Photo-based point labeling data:
-=-=-

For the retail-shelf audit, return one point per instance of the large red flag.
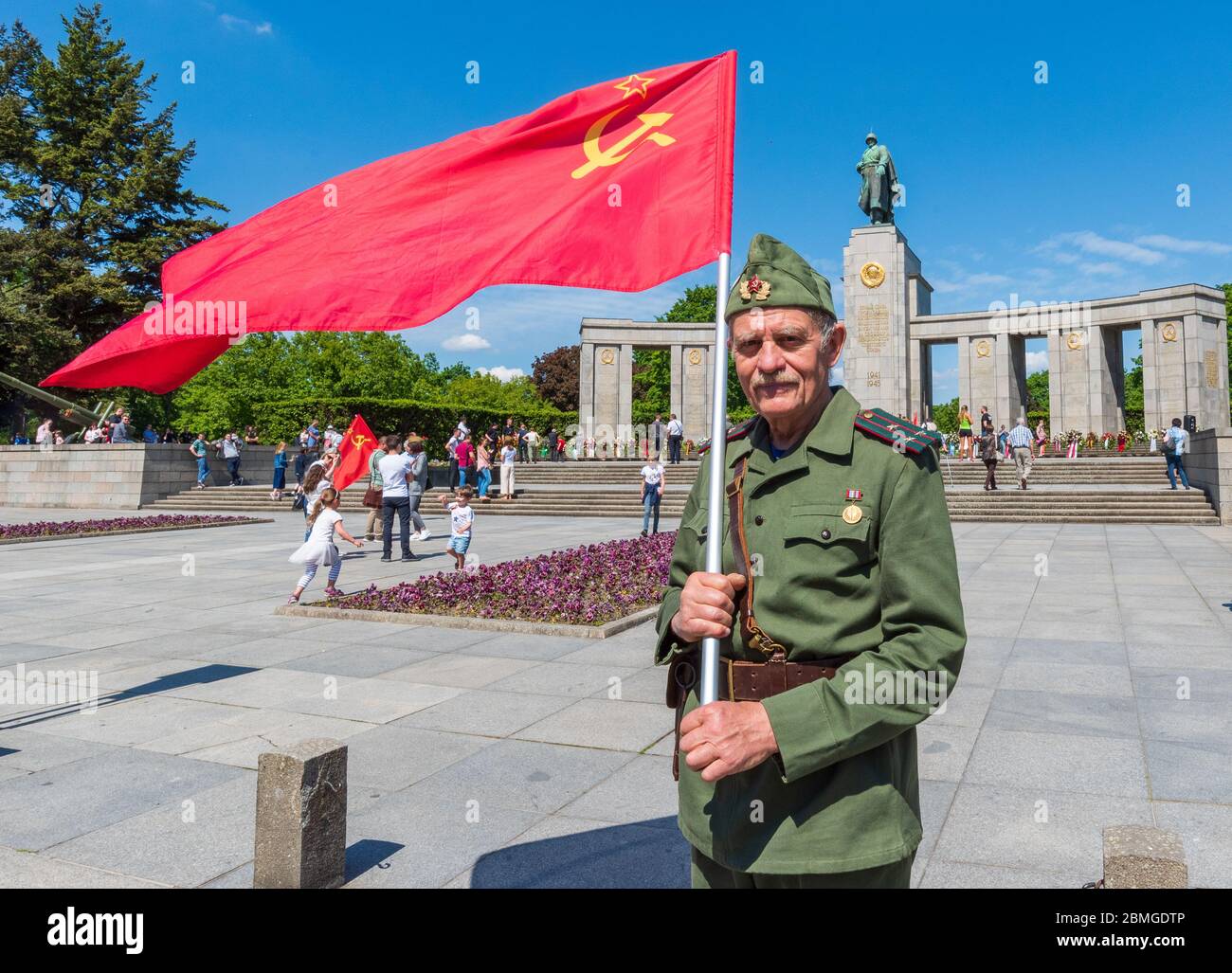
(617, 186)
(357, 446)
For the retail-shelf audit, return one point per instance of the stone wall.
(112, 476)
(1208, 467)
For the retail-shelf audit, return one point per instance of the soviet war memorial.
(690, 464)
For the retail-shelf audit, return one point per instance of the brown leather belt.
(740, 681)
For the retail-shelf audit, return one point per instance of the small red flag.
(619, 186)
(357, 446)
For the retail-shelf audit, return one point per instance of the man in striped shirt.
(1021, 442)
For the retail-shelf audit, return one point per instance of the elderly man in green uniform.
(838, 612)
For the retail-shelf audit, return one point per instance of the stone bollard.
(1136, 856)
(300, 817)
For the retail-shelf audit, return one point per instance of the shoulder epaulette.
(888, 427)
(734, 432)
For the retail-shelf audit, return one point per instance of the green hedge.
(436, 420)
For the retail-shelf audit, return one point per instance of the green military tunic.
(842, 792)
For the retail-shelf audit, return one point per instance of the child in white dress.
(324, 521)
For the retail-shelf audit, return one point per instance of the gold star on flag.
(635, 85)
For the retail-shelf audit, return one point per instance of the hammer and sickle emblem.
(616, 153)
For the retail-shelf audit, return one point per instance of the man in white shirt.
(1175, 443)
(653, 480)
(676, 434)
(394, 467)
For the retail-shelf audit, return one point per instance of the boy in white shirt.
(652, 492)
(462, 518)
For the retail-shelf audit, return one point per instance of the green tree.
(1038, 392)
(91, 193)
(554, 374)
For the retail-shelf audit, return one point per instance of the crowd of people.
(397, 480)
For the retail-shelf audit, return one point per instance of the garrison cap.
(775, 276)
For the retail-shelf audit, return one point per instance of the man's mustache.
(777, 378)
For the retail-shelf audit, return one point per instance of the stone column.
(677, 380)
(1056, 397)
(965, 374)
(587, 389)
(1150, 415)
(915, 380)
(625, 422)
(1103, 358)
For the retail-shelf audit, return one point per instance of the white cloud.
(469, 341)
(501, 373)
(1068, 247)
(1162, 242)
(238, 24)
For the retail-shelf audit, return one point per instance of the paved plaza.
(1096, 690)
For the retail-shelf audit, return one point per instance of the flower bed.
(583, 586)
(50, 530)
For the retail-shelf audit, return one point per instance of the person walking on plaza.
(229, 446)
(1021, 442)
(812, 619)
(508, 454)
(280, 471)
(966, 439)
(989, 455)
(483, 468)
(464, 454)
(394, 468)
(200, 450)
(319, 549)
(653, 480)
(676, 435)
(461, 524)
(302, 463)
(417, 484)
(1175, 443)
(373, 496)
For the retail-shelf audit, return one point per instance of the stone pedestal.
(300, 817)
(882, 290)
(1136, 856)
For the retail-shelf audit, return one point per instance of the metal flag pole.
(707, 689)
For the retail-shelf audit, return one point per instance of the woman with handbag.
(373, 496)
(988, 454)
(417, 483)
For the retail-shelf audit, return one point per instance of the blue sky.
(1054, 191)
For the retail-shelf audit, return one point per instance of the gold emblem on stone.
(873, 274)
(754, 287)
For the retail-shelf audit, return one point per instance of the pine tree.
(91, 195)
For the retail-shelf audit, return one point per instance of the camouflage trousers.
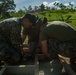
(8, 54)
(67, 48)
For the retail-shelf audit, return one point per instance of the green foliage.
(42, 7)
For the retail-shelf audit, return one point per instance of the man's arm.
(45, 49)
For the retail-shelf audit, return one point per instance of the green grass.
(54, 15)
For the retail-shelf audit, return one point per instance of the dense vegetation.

-=-=-

▸ Exercise task:
Lay out the items from the line containing "the blue sky." up to and including the final line as a Markdown table with the columns Row and Line, skipping any blank lines. Leave the pictures out of the table.

▸ Reply to the exercise:
| Row | Line |
|---|---|
| 1 | For the retail-shelf audit, return one point per instance of the blue sky. |
| 2 | (1054, 191) |
| 3 | For the retail-shelf audit, return one point per instance of the gold emblem on stone. |
| 4 | (873, 274) |
| 5 | (754, 287) |
| 6 | For the retail-shelf audit, return one point per instance of the pine tree. |
| 7 | (91, 195) |
| 8 | For the retail-shelf audit, return one point per instance of the camouflage trousers. |
| 9 | (8, 54) |
| 10 | (67, 48) |
| 11 | For the retail-shelf audit, return one point per instance of the green foliage. |
| 12 | (42, 7) |
| 13 | For the retail-shelf audit, return one point per instance of the man's arm. |
| 14 | (45, 49) |
| 15 | For the retail-shelf audit, return one point per instance of the green grass. |
| 16 | (54, 15) |
| 17 | For the retail-shelf audit, return one point per instance of the dense vegetation. |